Description of the task –
Could you rewrite the rows below so that "response" becomes "output" everywhere it appears, with nothing else altered?

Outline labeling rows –
# # # #
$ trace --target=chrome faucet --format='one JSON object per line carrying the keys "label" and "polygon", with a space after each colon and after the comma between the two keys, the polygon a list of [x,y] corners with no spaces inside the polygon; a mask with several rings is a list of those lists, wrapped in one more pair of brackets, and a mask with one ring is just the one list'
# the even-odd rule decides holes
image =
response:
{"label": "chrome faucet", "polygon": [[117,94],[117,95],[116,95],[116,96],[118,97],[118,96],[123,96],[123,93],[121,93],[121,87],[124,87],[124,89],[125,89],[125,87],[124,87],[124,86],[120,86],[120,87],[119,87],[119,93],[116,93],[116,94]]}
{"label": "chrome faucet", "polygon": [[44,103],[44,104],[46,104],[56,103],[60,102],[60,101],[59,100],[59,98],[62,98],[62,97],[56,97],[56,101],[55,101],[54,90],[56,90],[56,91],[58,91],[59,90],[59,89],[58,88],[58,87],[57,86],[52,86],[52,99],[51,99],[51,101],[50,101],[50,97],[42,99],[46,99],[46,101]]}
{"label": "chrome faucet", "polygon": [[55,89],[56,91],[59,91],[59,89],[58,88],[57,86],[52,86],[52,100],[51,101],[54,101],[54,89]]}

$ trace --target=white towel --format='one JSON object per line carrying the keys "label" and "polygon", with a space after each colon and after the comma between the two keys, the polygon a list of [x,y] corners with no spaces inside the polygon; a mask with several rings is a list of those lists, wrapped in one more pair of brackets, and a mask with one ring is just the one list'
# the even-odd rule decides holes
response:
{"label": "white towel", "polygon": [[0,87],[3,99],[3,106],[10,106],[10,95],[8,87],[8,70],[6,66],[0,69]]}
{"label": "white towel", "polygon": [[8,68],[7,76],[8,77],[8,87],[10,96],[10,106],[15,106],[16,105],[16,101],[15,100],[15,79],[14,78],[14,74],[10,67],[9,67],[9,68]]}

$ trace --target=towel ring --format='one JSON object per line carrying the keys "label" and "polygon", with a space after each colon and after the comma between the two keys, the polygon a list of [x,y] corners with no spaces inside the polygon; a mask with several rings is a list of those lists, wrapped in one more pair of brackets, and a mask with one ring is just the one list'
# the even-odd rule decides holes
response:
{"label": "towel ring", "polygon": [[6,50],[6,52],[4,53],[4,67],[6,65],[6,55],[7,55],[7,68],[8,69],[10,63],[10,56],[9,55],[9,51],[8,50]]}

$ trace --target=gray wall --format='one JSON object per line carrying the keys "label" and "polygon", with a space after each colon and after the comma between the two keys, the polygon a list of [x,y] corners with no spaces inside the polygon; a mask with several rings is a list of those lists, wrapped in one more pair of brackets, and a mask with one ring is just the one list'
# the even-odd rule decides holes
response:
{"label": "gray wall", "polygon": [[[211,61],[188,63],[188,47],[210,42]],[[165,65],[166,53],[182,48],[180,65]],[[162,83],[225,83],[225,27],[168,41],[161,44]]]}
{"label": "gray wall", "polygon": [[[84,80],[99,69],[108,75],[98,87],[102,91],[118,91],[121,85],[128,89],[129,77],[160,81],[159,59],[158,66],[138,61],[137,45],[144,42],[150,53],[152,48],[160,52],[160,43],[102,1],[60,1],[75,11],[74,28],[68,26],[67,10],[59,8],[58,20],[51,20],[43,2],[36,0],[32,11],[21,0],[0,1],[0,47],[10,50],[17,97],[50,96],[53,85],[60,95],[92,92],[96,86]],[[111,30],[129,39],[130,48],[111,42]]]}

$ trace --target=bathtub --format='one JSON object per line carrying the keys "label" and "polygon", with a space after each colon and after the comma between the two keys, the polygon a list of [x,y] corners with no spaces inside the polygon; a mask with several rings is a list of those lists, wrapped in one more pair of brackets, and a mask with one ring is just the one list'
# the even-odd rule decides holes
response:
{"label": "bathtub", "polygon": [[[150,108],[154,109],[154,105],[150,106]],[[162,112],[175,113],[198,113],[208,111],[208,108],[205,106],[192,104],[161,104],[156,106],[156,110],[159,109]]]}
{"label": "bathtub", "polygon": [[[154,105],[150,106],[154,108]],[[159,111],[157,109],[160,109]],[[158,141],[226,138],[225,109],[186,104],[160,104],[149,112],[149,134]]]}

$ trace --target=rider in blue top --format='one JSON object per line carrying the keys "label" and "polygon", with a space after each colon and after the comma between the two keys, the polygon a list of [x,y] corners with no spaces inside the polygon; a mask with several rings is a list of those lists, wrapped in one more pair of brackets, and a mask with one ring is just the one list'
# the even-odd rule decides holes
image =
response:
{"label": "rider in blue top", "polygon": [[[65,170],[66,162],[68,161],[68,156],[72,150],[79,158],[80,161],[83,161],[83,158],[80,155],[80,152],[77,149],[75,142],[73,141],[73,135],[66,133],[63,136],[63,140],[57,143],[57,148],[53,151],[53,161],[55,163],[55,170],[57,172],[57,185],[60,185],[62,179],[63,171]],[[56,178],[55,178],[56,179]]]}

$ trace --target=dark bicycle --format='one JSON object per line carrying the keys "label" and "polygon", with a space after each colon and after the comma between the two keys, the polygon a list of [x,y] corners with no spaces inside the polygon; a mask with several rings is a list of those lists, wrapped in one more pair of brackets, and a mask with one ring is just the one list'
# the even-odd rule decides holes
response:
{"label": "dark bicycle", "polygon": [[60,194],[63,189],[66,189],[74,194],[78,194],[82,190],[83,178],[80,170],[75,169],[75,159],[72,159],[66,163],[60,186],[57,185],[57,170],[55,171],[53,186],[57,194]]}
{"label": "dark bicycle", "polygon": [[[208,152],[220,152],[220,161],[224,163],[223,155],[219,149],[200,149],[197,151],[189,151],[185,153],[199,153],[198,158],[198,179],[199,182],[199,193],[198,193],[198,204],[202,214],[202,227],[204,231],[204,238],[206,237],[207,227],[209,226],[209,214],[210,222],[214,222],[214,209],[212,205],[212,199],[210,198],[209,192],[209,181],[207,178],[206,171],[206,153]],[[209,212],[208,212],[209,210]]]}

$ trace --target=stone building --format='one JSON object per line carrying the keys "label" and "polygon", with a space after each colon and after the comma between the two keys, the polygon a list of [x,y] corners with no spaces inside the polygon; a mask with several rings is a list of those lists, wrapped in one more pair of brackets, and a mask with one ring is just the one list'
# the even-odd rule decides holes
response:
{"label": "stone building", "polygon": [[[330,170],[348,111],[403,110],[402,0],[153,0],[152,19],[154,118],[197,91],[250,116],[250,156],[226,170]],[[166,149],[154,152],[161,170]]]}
# # # #
Expected output –
$ trace --target=chrome faucet --format='one JSON object per line carrying the keys "label" and "polygon", with a space after each colon and after the comma between the two keys, the polygon a list of [x,y] corners with no spaces inside the polygon; a mask with several rings is a list of those lists, wrapped in one more pair of brackets, and a mask with one ring is just the one list'
# the even-odd rule decides holes
image =
output:
{"label": "chrome faucet", "polygon": [[117,94],[117,95],[116,95],[116,96],[118,97],[118,96],[123,96],[123,93],[121,93],[121,87],[124,87],[124,89],[125,89],[125,87],[124,87],[124,86],[120,86],[120,87],[119,87],[119,93],[116,93],[116,94]]}
{"label": "chrome faucet", "polygon": [[44,103],[44,104],[46,104],[56,103],[60,102],[60,101],[59,100],[59,98],[62,98],[62,97],[56,97],[56,101],[55,101],[54,90],[56,90],[56,91],[58,91],[59,90],[59,89],[58,88],[58,87],[57,86],[52,86],[52,99],[51,99],[51,101],[50,101],[50,97],[42,99],[46,99],[46,101]]}
{"label": "chrome faucet", "polygon": [[55,89],[56,91],[59,91],[59,89],[58,88],[57,86],[52,86],[52,100],[51,101],[54,101],[54,89]]}

$ trace --target=white towel --format='one JSON object per line carrying the keys "label" and "polygon", with a space after each colon and after the comma between the two keys, the polygon a list of [x,y] corners with no spaces inside the polygon; a mask with several rings is a list of those lists, wrapped in one more pair of brackets, and a mask with one ring is just the one list'
# the even-odd rule decides holes
output:
{"label": "white towel", "polygon": [[0,87],[3,99],[3,106],[10,106],[10,95],[8,87],[8,70],[6,66],[0,69]]}
{"label": "white towel", "polygon": [[8,68],[7,76],[8,77],[8,87],[10,96],[10,106],[15,106],[16,105],[16,101],[15,100],[15,79],[14,78],[14,74],[10,67],[9,67],[9,68]]}

$ trace --target=towel ring --format='one JSON object per line carrying the keys "label" and "polygon", with a space after each colon and after the comma between the two keys, the polygon a list of [x,y] corners with no spaces inside the polygon; a mask with several rings is a list of those lists, wrapped in one more pair of brackets, and a mask with one ring is just the one list'
# the even-odd rule decides holes
output:
{"label": "towel ring", "polygon": [[6,50],[6,52],[4,53],[4,67],[6,65],[6,55],[7,55],[7,68],[8,69],[10,63],[10,56],[9,55],[9,51],[8,50]]}

$ trace --target=gray wall --format='one JSON object per line carrying the keys "label" and "polygon", with a space after each colon and after the comma between the two keys, the polygon a list of [x,y] corners with no spaces inside the polygon; a mask with several rings is a list of those lists, wrapped in one more pair of brackets, and a mask with one ring is just the one list'
# the even-odd rule decides holes
output:
{"label": "gray wall", "polygon": [[[211,61],[188,63],[188,47],[210,42]],[[165,65],[166,53],[182,48],[180,65]],[[162,83],[225,83],[225,27],[168,41],[161,44]]]}
{"label": "gray wall", "polygon": [[[84,80],[99,69],[108,75],[98,87],[102,91],[118,91],[121,85],[128,89],[129,77],[160,81],[159,59],[158,66],[138,61],[137,45],[144,42],[150,53],[152,48],[160,52],[160,43],[102,1],[60,1],[75,11],[74,28],[68,26],[67,10],[59,8],[58,20],[51,20],[43,2],[36,0],[32,11],[21,0],[0,1],[0,47],[10,50],[17,97],[50,96],[53,85],[60,95],[92,92],[96,86]],[[111,30],[129,39],[130,48],[111,42]]]}

$ trace --target=bathtub --format='one JSON object per line carrying the keys "label" and "polygon", with a space after each colon and after the comma between the two keys, the polygon a list of [x,y] corners with no spaces inside the polygon; a mask with several rings is a list of those lists, wrapped in one more pair of brackets, and a mask with one ring is just the one list'
# the even-odd rule decides holes
output:
{"label": "bathtub", "polygon": [[[150,108],[154,109],[154,105],[150,106]],[[162,112],[175,113],[198,113],[208,111],[208,108],[205,106],[192,104],[161,104],[156,106],[156,110],[159,109]]]}
{"label": "bathtub", "polygon": [[[154,105],[150,106],[154,108]],[[159,111],[157,109],[160,109]],[[158,141],[226,138],[225,109],[186,104],[160,104],[149,112],[149,134]]]}

$ trace --target=rider in blue top --format='one JSON object per line carrying the keys "label" and "polygon", with a space after each colon and after the comma between the two keys, the polygon a list of [x,y] corners with no spaces inside the polygon; a mask with several rings is a list of those lists, wrapped in one more pair of brackets, and a mask with one ring is just the one list'
# the even-odd rule decides holes
image =
output:
{"label": "rider in blue top", "polygon": [[[65,170],[66,162],[68,161],[68,156],[72,150],[79,158],[80,161],[83,161],[83,158],[80,155],[80,152],[77,149],[75,142],[73,141],[73,135],[66,133],[63,136],[63,140],[57,143],[57,148],[53,151],[53,161],[55,163],[55,170],[57,172],[57,185],[60,185],[62,179],[63,171]],[[56,178],[55,178],[56,179]]]}

$ trace --target=dark bicycle --format='one JSON object per line carrying the keys "label" and "polygon", with a space after each colon and after the comma between the two keys, the polygon a list of [x,y] corners with no spaces inside the polygon; a mask with several rings is a list of those lists, wrapped in one more pair of brackets, and a mask with one ring is just the one list'
# the even-odd rule decides holes
output:
{"label": "dark bicycle", "polygon": [[60,194],[63,189],[66,189],[74,194],[78,194],[82,190],[83,178],[80,170],[75,169],[75,159],[72,159],[66,163],[60,186],[57,185],[57,170],[55,171],[53,186],[57,194]]}
{"label": "dark bicycle", "polygon": [[[208,152],[220,152],[220,161],[224,163],[223,155],[219,149],[200,149],[197,151],[189,151],[185,153],[199,153],[198,158],[198,179],[199,182],[199,193],[198,193],[198,204],[202,214],[202,227],[204,231],[204,238],[206,237],[207,227],[209,226],[209,214],[210,222],[214,222],[214,209],[212,205],[212,199],[210,198],[209,192],[209,181],[207,178],[206,171],[206,153]],[[209,212],[208,212],[209,210]]]}

$ trace --target=stone building --format='one JSON object per line carrying the keys "label" and "polygon", with a space after each colon and after the comma between the two keys, the polygon a list of [x,y] corners with no spaces inside the polygon; a mask with several rings is a list of those lists, wrapped in one more pair of brackets, and a mask with one ring is just the one list'
# the even-odd rule decides holes
output:
{"label": "stone building", "polygon": [[[330,170],[348,111],[403,110],[402,0],[153,0],[152,19],[154,118],[197,91],[250,116],[250,156],[226,170]],[[166,149],[154,152],[161,170]]]}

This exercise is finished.